Exercise
In the data that follows, determine how many lines contain the word "below", and give only that number.

(Stored items from a collection)

== == ==

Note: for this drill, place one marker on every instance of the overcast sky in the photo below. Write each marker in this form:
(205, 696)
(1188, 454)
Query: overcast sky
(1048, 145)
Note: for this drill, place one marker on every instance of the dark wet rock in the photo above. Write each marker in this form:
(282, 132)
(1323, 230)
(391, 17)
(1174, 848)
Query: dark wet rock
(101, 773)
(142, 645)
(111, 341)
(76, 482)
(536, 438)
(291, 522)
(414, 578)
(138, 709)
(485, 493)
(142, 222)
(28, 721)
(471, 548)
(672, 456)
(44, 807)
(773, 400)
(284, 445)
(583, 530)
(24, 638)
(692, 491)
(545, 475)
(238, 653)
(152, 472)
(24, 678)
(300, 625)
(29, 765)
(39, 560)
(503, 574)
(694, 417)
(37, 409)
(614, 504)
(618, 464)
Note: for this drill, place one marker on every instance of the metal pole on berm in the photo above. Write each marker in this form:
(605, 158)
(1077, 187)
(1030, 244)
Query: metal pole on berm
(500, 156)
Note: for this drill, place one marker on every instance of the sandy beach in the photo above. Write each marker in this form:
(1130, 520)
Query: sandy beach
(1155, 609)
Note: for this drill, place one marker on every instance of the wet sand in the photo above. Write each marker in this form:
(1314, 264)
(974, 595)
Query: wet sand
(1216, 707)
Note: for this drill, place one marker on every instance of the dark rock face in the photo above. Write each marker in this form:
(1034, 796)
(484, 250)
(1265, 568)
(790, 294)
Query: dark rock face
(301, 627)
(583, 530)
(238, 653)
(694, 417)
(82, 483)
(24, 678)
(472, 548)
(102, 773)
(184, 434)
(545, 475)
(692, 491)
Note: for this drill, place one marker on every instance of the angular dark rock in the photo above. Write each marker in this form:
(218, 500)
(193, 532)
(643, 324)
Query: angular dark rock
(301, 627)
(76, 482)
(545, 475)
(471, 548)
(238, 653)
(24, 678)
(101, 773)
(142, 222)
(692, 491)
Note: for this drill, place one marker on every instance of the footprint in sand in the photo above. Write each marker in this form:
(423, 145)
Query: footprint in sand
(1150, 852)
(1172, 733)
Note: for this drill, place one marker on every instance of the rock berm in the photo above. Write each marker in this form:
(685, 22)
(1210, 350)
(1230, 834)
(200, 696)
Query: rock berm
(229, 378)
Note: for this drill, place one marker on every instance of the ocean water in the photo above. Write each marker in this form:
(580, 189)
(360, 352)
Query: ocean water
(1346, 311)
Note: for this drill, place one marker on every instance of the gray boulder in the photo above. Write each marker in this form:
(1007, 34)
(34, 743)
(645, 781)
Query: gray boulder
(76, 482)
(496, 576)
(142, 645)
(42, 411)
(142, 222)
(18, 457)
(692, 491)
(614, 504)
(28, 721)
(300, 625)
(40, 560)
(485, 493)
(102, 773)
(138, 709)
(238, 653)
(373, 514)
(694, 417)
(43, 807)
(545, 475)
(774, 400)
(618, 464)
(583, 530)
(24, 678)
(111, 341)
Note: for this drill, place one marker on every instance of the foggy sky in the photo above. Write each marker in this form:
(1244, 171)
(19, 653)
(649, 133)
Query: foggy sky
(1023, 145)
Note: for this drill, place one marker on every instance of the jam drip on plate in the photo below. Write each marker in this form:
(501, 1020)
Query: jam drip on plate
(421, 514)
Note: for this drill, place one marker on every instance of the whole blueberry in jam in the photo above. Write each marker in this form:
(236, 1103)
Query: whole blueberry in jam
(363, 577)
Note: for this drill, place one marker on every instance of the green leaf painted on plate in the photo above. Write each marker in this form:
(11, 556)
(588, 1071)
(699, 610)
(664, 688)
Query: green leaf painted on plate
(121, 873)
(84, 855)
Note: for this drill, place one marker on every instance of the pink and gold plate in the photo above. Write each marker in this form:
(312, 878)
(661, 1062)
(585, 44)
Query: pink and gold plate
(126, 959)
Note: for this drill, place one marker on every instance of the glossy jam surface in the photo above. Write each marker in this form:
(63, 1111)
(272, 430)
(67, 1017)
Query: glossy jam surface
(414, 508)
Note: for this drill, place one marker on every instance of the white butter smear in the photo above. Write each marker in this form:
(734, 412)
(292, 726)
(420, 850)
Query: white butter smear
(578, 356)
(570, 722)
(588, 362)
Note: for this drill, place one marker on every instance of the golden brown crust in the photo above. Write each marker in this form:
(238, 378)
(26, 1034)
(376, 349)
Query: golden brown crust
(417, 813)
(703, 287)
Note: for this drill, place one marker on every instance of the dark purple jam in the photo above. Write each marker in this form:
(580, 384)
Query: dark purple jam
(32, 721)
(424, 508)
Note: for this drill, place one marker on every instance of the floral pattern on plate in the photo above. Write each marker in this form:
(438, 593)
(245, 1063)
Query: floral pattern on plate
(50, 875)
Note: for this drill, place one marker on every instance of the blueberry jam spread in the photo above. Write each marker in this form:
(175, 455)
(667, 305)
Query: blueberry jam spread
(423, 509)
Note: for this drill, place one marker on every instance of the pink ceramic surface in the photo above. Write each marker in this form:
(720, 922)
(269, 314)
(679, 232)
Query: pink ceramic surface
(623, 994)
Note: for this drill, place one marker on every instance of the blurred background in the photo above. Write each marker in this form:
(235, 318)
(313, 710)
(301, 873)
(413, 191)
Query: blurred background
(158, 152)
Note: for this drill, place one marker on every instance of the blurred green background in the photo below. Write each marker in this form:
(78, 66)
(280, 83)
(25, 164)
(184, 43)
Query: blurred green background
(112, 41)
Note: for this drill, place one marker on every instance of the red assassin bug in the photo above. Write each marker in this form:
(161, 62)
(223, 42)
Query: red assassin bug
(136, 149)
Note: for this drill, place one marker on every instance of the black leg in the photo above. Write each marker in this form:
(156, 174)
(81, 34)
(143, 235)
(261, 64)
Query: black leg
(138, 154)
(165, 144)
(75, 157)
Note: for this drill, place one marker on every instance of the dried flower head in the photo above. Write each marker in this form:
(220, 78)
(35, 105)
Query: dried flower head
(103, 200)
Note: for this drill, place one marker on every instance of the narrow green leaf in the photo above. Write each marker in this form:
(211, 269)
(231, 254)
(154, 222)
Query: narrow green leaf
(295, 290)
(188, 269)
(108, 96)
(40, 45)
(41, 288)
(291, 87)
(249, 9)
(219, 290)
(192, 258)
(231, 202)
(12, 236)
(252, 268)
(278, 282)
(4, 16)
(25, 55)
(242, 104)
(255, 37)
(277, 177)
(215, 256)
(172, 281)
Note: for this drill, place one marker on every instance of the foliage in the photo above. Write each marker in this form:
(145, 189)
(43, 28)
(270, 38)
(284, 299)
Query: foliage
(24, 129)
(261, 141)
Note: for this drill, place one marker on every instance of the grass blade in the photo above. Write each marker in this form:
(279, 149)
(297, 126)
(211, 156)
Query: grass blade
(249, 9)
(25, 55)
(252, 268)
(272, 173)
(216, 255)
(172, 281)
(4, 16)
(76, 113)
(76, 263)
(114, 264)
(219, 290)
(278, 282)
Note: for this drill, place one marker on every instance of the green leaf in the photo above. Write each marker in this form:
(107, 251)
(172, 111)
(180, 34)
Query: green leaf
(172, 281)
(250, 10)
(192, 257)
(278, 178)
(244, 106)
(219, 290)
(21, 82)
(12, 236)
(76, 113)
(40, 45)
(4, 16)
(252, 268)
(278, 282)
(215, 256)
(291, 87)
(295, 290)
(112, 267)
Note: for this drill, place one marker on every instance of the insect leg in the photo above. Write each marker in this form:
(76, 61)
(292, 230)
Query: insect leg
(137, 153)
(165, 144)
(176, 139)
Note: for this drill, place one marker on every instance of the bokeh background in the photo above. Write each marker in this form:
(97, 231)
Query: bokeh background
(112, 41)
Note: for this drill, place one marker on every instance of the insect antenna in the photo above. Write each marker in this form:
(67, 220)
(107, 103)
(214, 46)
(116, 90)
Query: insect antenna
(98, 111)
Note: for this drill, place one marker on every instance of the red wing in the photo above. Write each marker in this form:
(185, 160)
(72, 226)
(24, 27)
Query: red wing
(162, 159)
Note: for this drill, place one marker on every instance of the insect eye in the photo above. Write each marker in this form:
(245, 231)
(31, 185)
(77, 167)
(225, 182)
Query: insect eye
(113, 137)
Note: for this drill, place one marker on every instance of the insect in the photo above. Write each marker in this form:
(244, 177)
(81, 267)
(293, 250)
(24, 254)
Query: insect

== == ==

Completed task
3